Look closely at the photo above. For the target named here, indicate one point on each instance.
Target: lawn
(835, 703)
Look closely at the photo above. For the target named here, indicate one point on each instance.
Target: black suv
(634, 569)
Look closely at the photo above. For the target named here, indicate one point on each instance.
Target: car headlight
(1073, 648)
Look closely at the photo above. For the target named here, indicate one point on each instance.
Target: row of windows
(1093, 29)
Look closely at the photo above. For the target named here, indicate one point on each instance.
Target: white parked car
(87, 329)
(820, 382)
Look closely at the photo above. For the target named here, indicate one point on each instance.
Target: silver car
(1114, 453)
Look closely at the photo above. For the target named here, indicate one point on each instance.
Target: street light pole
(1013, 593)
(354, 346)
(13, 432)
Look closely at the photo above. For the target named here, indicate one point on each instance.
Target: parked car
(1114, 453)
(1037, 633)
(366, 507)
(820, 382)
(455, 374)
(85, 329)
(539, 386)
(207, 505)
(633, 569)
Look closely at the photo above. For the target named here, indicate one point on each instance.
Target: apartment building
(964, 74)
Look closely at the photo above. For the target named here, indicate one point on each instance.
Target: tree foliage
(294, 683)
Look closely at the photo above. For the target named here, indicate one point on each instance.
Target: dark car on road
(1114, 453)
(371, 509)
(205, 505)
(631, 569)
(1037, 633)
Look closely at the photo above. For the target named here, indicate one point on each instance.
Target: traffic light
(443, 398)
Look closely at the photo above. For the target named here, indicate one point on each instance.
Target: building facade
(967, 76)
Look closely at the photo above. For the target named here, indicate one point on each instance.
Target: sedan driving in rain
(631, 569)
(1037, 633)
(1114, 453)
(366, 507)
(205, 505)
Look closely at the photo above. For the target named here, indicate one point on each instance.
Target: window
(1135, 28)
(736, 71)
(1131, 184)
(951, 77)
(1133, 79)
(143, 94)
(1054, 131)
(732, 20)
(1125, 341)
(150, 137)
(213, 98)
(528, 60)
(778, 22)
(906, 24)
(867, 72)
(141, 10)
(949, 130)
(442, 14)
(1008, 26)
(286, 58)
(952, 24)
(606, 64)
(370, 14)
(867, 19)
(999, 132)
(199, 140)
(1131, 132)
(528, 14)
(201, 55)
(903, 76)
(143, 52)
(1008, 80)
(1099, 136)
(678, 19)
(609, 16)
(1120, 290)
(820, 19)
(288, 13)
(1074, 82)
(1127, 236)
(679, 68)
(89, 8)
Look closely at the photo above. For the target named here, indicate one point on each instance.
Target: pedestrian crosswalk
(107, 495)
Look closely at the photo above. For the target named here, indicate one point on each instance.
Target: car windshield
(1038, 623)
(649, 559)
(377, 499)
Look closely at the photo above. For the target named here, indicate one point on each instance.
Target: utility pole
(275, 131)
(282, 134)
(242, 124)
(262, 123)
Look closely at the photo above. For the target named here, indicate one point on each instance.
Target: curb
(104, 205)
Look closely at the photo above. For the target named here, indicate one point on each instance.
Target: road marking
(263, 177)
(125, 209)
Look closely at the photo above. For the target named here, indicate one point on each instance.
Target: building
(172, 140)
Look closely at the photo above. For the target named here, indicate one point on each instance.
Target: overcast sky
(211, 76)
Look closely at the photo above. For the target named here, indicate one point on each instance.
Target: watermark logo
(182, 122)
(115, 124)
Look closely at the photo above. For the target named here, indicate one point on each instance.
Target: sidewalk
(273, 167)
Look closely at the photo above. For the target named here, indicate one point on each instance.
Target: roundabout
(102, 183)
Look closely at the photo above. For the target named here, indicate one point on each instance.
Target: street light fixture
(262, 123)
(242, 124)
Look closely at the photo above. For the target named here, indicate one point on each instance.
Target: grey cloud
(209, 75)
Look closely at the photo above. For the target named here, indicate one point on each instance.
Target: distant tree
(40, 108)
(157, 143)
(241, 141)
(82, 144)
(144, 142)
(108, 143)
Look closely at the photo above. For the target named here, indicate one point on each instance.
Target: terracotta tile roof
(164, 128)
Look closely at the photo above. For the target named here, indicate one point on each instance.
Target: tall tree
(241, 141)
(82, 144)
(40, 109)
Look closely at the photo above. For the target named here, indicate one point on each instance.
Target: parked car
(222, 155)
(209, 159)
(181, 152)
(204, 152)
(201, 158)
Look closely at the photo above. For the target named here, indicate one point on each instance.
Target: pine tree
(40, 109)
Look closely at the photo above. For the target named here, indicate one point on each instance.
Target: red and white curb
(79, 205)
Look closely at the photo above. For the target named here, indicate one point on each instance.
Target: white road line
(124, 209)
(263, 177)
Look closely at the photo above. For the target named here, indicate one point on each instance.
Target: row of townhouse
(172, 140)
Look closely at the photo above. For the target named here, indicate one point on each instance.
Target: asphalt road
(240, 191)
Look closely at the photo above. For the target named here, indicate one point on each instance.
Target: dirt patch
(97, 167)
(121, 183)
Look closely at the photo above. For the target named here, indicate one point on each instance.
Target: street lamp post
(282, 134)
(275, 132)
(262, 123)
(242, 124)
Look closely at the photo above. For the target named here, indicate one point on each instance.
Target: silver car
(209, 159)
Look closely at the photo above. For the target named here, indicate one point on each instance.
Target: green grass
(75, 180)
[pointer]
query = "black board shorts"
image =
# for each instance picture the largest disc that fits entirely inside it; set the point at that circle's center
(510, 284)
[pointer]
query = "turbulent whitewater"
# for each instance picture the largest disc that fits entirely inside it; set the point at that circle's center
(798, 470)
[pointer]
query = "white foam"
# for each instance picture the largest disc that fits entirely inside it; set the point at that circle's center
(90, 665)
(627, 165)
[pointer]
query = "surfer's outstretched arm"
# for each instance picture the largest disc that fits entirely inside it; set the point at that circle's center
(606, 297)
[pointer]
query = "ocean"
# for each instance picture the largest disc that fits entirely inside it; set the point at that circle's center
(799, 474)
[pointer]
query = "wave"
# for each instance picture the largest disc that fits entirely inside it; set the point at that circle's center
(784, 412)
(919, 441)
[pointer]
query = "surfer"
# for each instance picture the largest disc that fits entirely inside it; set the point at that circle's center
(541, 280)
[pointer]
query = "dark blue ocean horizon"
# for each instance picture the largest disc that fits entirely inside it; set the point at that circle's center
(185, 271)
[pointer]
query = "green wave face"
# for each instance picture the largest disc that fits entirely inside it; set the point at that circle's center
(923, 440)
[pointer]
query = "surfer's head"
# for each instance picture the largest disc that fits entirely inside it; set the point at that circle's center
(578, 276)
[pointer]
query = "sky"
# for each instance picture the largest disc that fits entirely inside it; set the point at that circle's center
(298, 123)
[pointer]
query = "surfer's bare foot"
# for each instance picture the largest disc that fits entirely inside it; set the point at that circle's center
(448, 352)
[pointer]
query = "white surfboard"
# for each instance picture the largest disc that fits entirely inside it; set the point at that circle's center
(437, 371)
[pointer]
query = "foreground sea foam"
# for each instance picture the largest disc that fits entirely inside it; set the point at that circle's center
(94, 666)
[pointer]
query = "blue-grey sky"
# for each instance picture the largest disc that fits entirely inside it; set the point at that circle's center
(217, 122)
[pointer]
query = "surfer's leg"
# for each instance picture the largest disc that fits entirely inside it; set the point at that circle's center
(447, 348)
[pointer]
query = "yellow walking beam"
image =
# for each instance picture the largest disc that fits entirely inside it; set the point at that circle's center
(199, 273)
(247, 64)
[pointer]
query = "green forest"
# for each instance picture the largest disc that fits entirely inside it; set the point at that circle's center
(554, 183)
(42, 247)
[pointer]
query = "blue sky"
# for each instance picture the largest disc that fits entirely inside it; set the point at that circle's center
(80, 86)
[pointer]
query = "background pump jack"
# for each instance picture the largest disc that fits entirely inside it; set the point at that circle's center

------------------------------------------------------------------------

Task directions: Word for word, transcribe all of the entries shown above.

Task result:
Look closely at the photo above. For the target named here, indicate one point on each instance.
Target: lawn
(835, 703)
Look closely at the photo above. For the target named here, indicate one point on each instance.
Target: black suv
(634, 569)
Look closely at the photo above. For the target named here, indicate one point on each instance.
Target: car headlight
(1073, 648)
Look closely at the photo above. For the target named here, indicate one point on each instance.
Target: row of windows
(1093, 29)
Look closely at the photo above. For the target named here, indicate one point on each instance.
Target: white parked car
(87, 329)
(820, 382)
Look closely at the photo above. For the target named here, indicate one point on each instance.
Target: silver car
(1114, 453)
Look closely at the photo above. For the target named here, indicate one point on each instance.
Target: street light pole
(1013, 593)
(354, 346)
(13, 432)
Look closely at the photo above. For the target named here, indicate one point on each instance.
Target: parked car
(1114, 453)
(1037, 633)
(366, 507)
(820, 382)
(455, 374)
(85, 329)
(539, 386)
(207, 505)
(633, 569)
Look closely at the photo above. For the target named here, indicate one point on each instance.
Target: apartment building
(964, 74)
Look closely at the photo above. For the target named here, indicate one point on each instance.
Target: tree foliage
(294, 683)
Look closely at the photo above. For the target named here, indicate one point on each instance.
Target: dark car on road
(1114, 453)
(371, 509)
(205, 505)
(631, 569)
(1037, 633)
Look closely at the photo above. For the target named here, indicate one point on each instance.
Target: traffic light
(443, 398)
Look closely at the photo above. For the target named here, indicate one point on each instance.
Target: building facade
(967, 76)
Look closely at the photo above. For the target named here, indicate one point on each instance.
Target: sedan driving in rain
(631, 569)
(1037, 633)
(1114, 453)
(366, 507)
(205, 505)
Look closely at the photo above. For the target named here, indicate one point on each instance.
Target: window
(1135, 28)
(736, 71)
(1131, 184)
(951, 77)
(1133, 79)
(143, 94)
(1054, 131)
(732, 20)
(1125, 341)
(150, 137)
(213, 98)
(528, 60)
(778, 22)
(906, 24)
(867, 72)
(141, 10)
(949, 130)
(442, 14)
(1008, 26)
(286, 58)
(952, 24)
(606, 64)
(370, 14)
(867, 19)
(999, 132)
(199, 140)
(1131, 132)
(528, 14)
(201, 55)
(903, 76)
(143, 52)
(1008, 80)
(1099, 136)
(678, 19)
(609, 16)
(1120, 290)
(820, 19)
(288, 13)
(1074, 82)
(1127, 236)
(679, 68)
(89, 8)
Look closely at the photo above. For the target named here, indicate one point on each instance.
Target: pedestrian crosswalk
(107, 495)
Look closely at the photo above. For the target named here, indicate one point on each instance.
Target: car windshield
(1038, 623)
(649, 559)
(377, 499)
Look closely at the photo above. For the target named here, indicate one point on each instance.
Target: utility pole
(275, 131)
(282, 134)
(242, 124)
(262, 123)
Look closely at the photo above. For the target named here, indicate one point on each instance.
Target: curb
(104, 205)
Look closely at the photo above. For the target named here, indicate one point on each instance.
Target: road marking
(263, 177)
(125, 209)
Look closely at the photo above. For the target named here, indicate one point on each instance.
Target: building
(172, 140)
Look closely at the photo above. For the target named here, indicate one point on each instance.
Target: overcast sky
(211, 76)
Look closely at the photo above. For the target named here, indicate one point on each instance.
Target: watermark logo
(182, 122)
(115, 124)
Look closely at the photo above. For the target named here, indicate one point on each instance.
Target: sidewalk
(273, 167)
Look closely at the photo above. For the target named here, indicate one point on each instance.
Target: roundabout
(102, 183)
Look closely at the photo above. For the target named here, indicate one point on each instance.
Target: street light fixture
(262, 123)
(242, 124)
Look closely at the photo above. For the target named here, indicate one point on each instance.
Target: grey cloud
(209, 75)
Look closely at the photo above. For the target named here, indicate one point on each instance.
Target: distant tree
(40, 108)
(157, 143)
(241, 141)
(82, 144)
(144, 142)
(108, 143)
Look closely at the photo above. For the target named here, indicate one point on each instance.
Target: terracotta tile roof
(164, 128)
Look closely at the photo above. For the target named here, indicate one point on each instance.
Target: tall tree
(241, 141)
(82, 144)
(40, 109)
Look closely at the photo above. For the target named here, indicate one point on each instance.
Target: parked car
(222, 155)
(209, 159)
(181, 152)
(204, 152)
(201, 158)
Look closely at the photo above. For the target named here, indicate one point on each instance.
Target: pine tree
(40, 109)
Look closely at the photo above. For the target named here, indicate one point on each instance.
Target: red and white curb
(79, 205)
Look closely at the photo above. For the target named here, indicate one point on each instance.
Target: white road line
(124, 209)
(263, 177)
Look closely at the photo above. For the target named here, indicate one point on each instance.
Target: row of townhouse
(172, 140)
Look closely at the photo above. For the target named here, indicate one point on each instance.
Target: asphalt road
(240, 191)
Look closely at the photo above. For the target named here, indicate one point on each instance.
Target: dirt patch
(97, 167)
(121, 183)
Look closely at the photo above. For the target named here, indicate one point on each instance.
Target: street lamp post
(282, 134)
(275, 132)
(262, 123)
(242, 124)
Look closely at the photo above. For the target named here, indicate one point on each instance.
Target: silver car
(209, 159)
Look closely at the photo above. For the target named here, indicate one point on each instance.
Target: green grass
(75, 180)
[pointer]
query = "black board shorts"
image =
# for each instance picture the largest disc that fits entirely inside it; set the point at that circle's center
(510, 284)
[pointer]
query = "turbulent whitewater"
# for each instance picture the largest disc that fits entirely inside it; set the point at that circle's center
(798, 470)
[pointer]
query = "white foam"
# for each instance picture the largest disc that fits entirely inside it; set the point at that circle's center
(90, 665)
(627, 165)
[pointer]
query = "surfer's outstretched arm"
# for each instance picture the largest disc that fits entirely inside it; set the point at that circle's center
(606, 297)
[pointer]
query = "ocean"
# for each instance picture the largest disc that fits entirely inside it; set the point at that circle's center
(799, 474)
[pointer]
query = "wave"
# for each instance picture the largest disc that fits entirely inside it; set the point at that circle's center
(784, 412)
(919, 441)
[pointer]
query = "surfer"
# for each instance picture the largest disc that fits entirely inside it; set the point at that circle's center
(541, 280)
[pointer]
query = "dark blue ocean horizon"
# for each instance picture the largest disc that fits entirely inside it; set the point at that circle's center
(185, 271)
[pointer]
query = "green wave face"
# for each instance picture the largest disc that fits entirely inside it; set the point at that circle's center
(923, 440)
[pointer]
query = "surfer's head"
# for each instance picture the largest disc that fits entirely inside it; set the point at that circle's center
(578, 276)
[pointer]
query = "sky"
# for each instance picture the largest disc that fits entirely inside it; set the point at that circle's center
(298, 123)
[pointer]
query = "surfer's bare foot"
# for each instance picture the largest disc that fits entirely inside it; set the point at that circle's center
(448, 352)
[pointer]
query = "white surfboard"
# for each instance picture the largest disc that fits entirely inside it; set the point at that circle's center
(437, 371)
[pointer]
query = "foreground sea foam"
# for each instance picture the largest disc that fits entirely inside it; set the point at that circle's center
(94, 666)
[pointer]
query = "blue-grey sky"
# for each instance picture the largest disc that fits entirely inside it; set the point at that circle's center
(217, 122)
[pointer]
query = "surfer's leg"
# for each instance picture the largest disc that fits entirely inside it; set the point at that circle's center
(447, 348)
[pointer]
query = "yellow walking beam"
image =
# for each instance picture the largest disc that fits entirely inside it; set the point at that circle's center
(199, 273)
(247, 64)
[pointer]
query = "green forest"
# for each instance picture the largest disc that fits entirely inside it; set the point at that circle's center
(554, 183)
(42, 247)
[pointer]
query = "blue sky"
# for each instance picture the largest disc that fits entirely inside it; set the point at that circle's center
(80, 86)
[pointer]
query = "background pump jack"
# for each instance picture the largest disc that fits entirely inside it; set the point at that circle's center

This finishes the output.